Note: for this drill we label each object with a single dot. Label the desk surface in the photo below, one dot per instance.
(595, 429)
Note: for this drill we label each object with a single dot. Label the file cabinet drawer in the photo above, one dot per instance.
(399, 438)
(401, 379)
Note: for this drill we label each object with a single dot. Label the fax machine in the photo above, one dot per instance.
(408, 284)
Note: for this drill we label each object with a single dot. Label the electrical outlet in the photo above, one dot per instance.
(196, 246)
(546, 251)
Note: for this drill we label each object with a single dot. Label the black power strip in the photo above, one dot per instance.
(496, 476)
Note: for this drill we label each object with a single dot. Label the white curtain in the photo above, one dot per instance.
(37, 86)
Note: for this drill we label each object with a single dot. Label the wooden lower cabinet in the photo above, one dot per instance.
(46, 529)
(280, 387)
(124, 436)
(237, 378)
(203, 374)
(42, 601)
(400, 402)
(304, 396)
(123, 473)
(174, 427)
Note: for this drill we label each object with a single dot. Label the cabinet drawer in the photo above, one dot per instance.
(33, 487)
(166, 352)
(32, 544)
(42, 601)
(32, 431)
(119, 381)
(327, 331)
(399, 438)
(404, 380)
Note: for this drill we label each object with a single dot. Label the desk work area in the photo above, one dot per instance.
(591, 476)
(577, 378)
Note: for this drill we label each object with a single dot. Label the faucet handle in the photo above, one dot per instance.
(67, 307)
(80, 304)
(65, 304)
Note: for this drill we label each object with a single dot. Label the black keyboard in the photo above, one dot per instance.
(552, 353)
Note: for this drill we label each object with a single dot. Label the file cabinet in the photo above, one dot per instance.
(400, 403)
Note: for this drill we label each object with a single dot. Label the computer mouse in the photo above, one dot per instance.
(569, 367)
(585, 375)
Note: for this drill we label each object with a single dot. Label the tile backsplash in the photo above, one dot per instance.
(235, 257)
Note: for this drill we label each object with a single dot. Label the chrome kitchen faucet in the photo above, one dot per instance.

---------------

__What you need to do__: Repeat every entry exactly as written above.

__Answer below__:
Note: for this drill we label each object with a single dot. Label the desk surface in the photo below, one dot per instance.
(595, 429)
Note: for this drill we label each object with a single dot. Label the file cabinet drawer in the photo above, one dot per instance.
(399, 438)
(401, 379)
Note: for this drill we label each object with a single dot. Label the fax machine in the photo above, one dot per instance.
(408, 284)
Note: for this drill we label each object with a single dot. Label the electrical outlet in the photo above, one dot per instance.
(196, 246)
(546, 251)
Note: for this drill we label each object with a single dot. Label the black power strip in the photo above, one dot per instance.
(496, 476)
Note: for this drill we label each object with a single dot. Label the white curtain in the photo above, one dot per instance.
(37, 86)
Note: for this drill we label each object with a single dot. Label the wooden lower cabinet in the photo above, one dot per instance.
(46, 529)
(280, 387)
(124, 436)
(237, 378)
(203, 374)
(42, 601)
(400, 402)
(304, 396)
(123, 473)
(174, 427)
Note: for this drill we label each object with a single dot. Label the cabinet drawer in the photo above, one dot per instance.
(33, 487)
(166, 352)
(32, 544)
(42, 601)
(32, 431)
(119, 381)
(327, 331)
(399, 438)
(404, 380)
Note: for this drill we label each object with a single dot. Label the desk work area in the photo above, one dot per instance.
(591, 476)
(577, 378)
Note: for this drill we label each object with a single dot. Label the faucet handle in the photo above, one dot per instance.
(67, 307)
(80, 304)
(65, 304)
Note: for this drill we label each object with a single dot. Label the black keyboard in the photo above, one dot per instance.
(552, 353)
Note: for this drill we label each object with a single dot. Label the file cabinet in the photo above, one dot per instance.
(400, 403)
Note: for this drill we label each object with a single dot. Label the computer mouse in the photo above, one dot per instance.
(569, 367)
(585, 375)
Note: for this drill we label each object with a single dot. Label the tile backsplash in the photo above, one dot per instance.
(235, 257)
Note: for this drill we label each object with a single dot. Label the chrome kitchen faucet in the photo above, one dot per instance.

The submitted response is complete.